* _BRIEF 1_:
Summarize the post on the QEMU monitor timeout in two sentences.
* _BRIEF 2_:
Extend the post on the QEMU monitor timeout, starting from the point where it ends.

On Mon, Dec 30, 2013 at 07:23:00PM +0200, Pavel Fux wrote:
Hi,
I am talking about *Bug
987088*<https://bugzilla.redhat.com/show_bug.cgi?id=987088>,
I have added a patch and a description of the fix, this is a copy of my
comment on the bug:
the default code behavior is wait for 3 seconds and if the socket is not
opened yet, print this error and terminate.
the code is in src/qemu/qemu_monitor.c in function qemuMonitorOpenUnix.
In 2009 there was a patch that added the original 3 seconds retry, the
patch can be found here:
http://www.redhat.com/archives/libvir-list/2009-July/msg00335.html
I have added a patch with this solution:
the default behavior stays the same, but a user can add a configuration
variable to qemu.conf and change the timeout value.
every system needs a different value according to their system
configuration but anyway 3 seconds is not suitable for all cases.
It would be nice to have brief info about this issue in the commit
message of the patch...
I am attaching my patch.
... and make it in a formal patch by git-format-patch(1).
Pavel Fux.
From 89063e242b46a781b7416a5d395ece9afea635a5 Mon Sep 17 00:00:00
2001
From: Pavel Fux <pavel(a)stratoscale.com>
Date: Thu, 19 Dec 2013 15:20:57 +0200
Subject: [PATCH] Add monitor timeout configuration
---
src/qemu/qemu.conf | 7 +++++++
src/qemu/qemu_conf.c | 2 ++
src/qemu/qemu_conf.h | 2 ++
src/qemu/qemu_monitor.c | 13 +++++++++++++
4 files changed, 24 insertions(+)

* _DATA SHOWN_:
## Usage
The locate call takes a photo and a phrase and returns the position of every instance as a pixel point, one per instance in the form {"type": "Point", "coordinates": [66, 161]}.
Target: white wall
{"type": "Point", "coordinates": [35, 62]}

* _RESPONSE 1_:
The post concerns Bug 987088: the code in qemuMonitorOpenUnix (src/qemu/qemu_monitor.c) by default waits three seconds and, if the socket is not yet open, prints an error and terminates. Pavel Fux attaches a patch that keeps this default but lets a user change the timeout through a configuration variable in qemu.conf, because three seconds is not suitable for every system.

* _RESPONSE 2_:
diff --git a/src/qemu/qemu.conf b/src/qemu/qemu.conf
index 0f0a24c..6ba6207 100644
--- a/src/qemu/qemu.conf
+++ b/src/qemu/qemu.conf
@@ -409,3 +409,10 @@
# Defaults to -1.
#
#seccomp_sandbox = 1
+
+
+#If you sometimes get the message "failed to connect to monitor socket"
According to the bug description, the message is different and it
would be nice of us to match the error message in the description of
this option in order not to confuse users.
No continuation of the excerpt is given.